*** Opening Text provided ***

He also worked for the past six years on the Mississippi Flyway Council’s Arctic Goose Joint Venture Management Board, working with biologists and others from all across North America, and it has taken him to Canada and the upper U.S. to see wetlands and waterfowl management practices.
“We actually had the opportunity to host that group here in Arkansas, probably around 2018-2019, and to see folks that have spent their entire careers around waterfowl and waterfowl management, and to take them to Halowell Reservoir one evening and to see their response and reaction that, you know, we have something special here,” he said. “Even folks that have spent a career working on waterfowl, they agree and they were openly saying, we have a special spot in the world from a waterfowl perspective, for sure.”
Carner is most proud, he says, of the significant additions to available public land in Arkansas during his nine years as chief, ranging from the creation of Jack Mountain WMA under a long-term lease agreement to large acquisitions at Frog Bayou and Cypress Bayou WMAs, to name a few.

*** Closing Text provided ***
*** Opening Given entries ***

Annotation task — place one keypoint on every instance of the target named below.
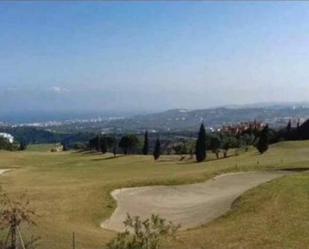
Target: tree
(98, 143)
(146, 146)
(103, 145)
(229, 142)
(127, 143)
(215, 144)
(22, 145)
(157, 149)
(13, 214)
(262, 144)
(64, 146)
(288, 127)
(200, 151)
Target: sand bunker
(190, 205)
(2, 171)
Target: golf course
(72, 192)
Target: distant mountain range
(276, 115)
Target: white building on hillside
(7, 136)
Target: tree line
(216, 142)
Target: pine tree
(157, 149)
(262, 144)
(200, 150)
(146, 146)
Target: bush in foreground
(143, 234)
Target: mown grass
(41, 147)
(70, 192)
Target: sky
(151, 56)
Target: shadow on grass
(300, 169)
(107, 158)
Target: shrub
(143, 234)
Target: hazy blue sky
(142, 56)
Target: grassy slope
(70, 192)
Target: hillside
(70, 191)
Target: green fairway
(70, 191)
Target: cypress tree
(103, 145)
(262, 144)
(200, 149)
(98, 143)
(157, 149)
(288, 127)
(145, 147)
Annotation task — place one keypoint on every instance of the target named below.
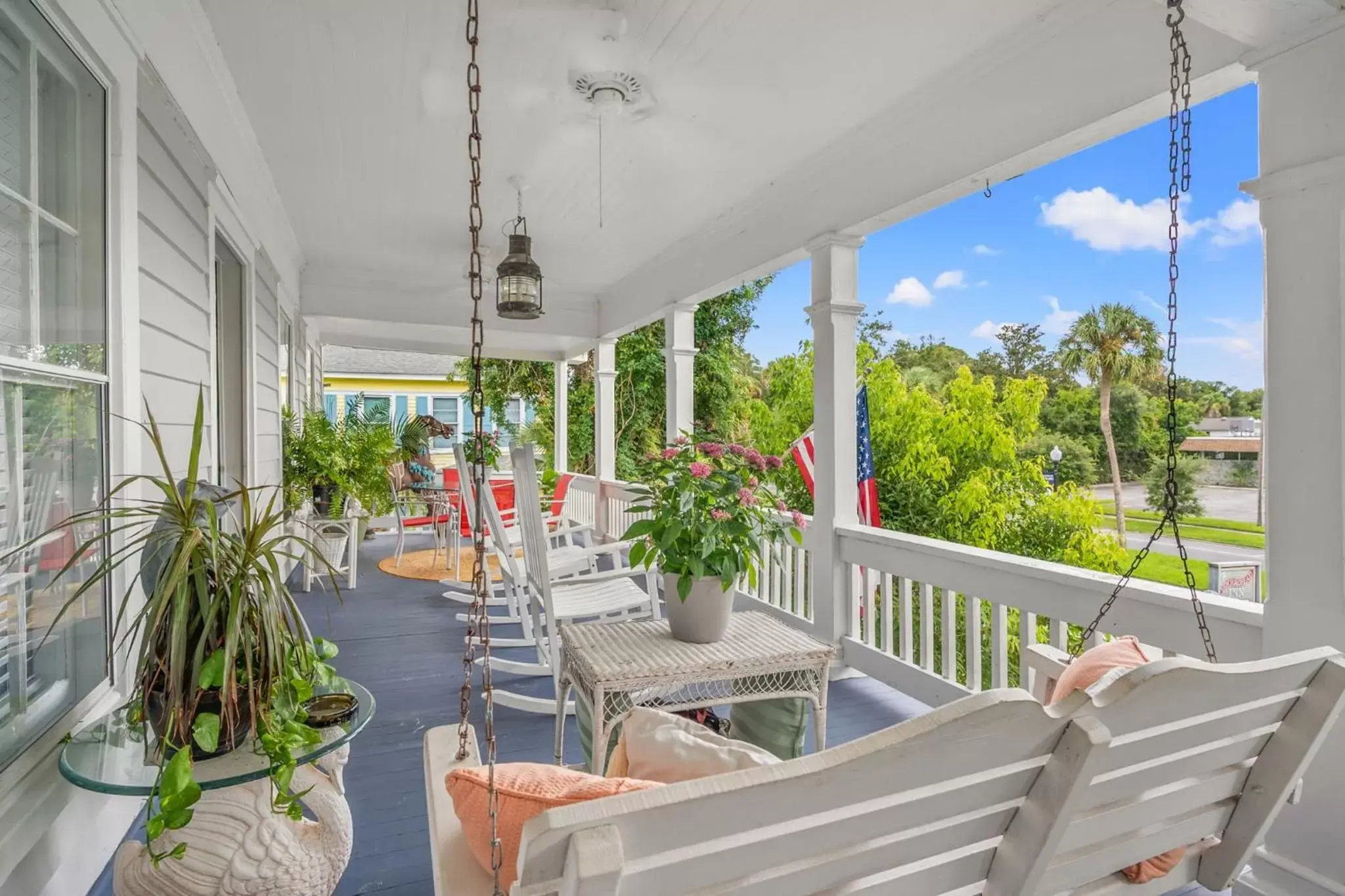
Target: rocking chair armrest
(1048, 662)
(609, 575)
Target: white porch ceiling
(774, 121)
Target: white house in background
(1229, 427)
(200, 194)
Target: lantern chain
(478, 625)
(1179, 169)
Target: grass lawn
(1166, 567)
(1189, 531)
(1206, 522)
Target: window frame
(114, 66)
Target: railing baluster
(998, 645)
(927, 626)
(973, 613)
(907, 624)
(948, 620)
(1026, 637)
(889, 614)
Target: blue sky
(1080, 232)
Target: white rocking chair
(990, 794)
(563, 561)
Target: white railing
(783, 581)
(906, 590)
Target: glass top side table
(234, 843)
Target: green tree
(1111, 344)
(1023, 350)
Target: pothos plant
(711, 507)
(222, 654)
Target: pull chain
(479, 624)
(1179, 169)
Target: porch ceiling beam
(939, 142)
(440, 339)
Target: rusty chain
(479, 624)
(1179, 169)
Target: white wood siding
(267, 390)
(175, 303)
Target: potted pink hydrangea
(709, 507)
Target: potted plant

*** Closing Given entries ***

Change "wetlands" to "marshes" in the waterfowl text, starting at "He also worked" and ending at "waterfowl management practices.", and give back that stretch. Rely only on the waterfowl text and nothing else.

He also worked for the past six years on the Mississippi Flyway Council’s Arctic Goose Joint Venture Management Board, working with biologists and others from all across North America, and it has taken him to Canada and the upper U.S. to see marshes and waterfowl management practices.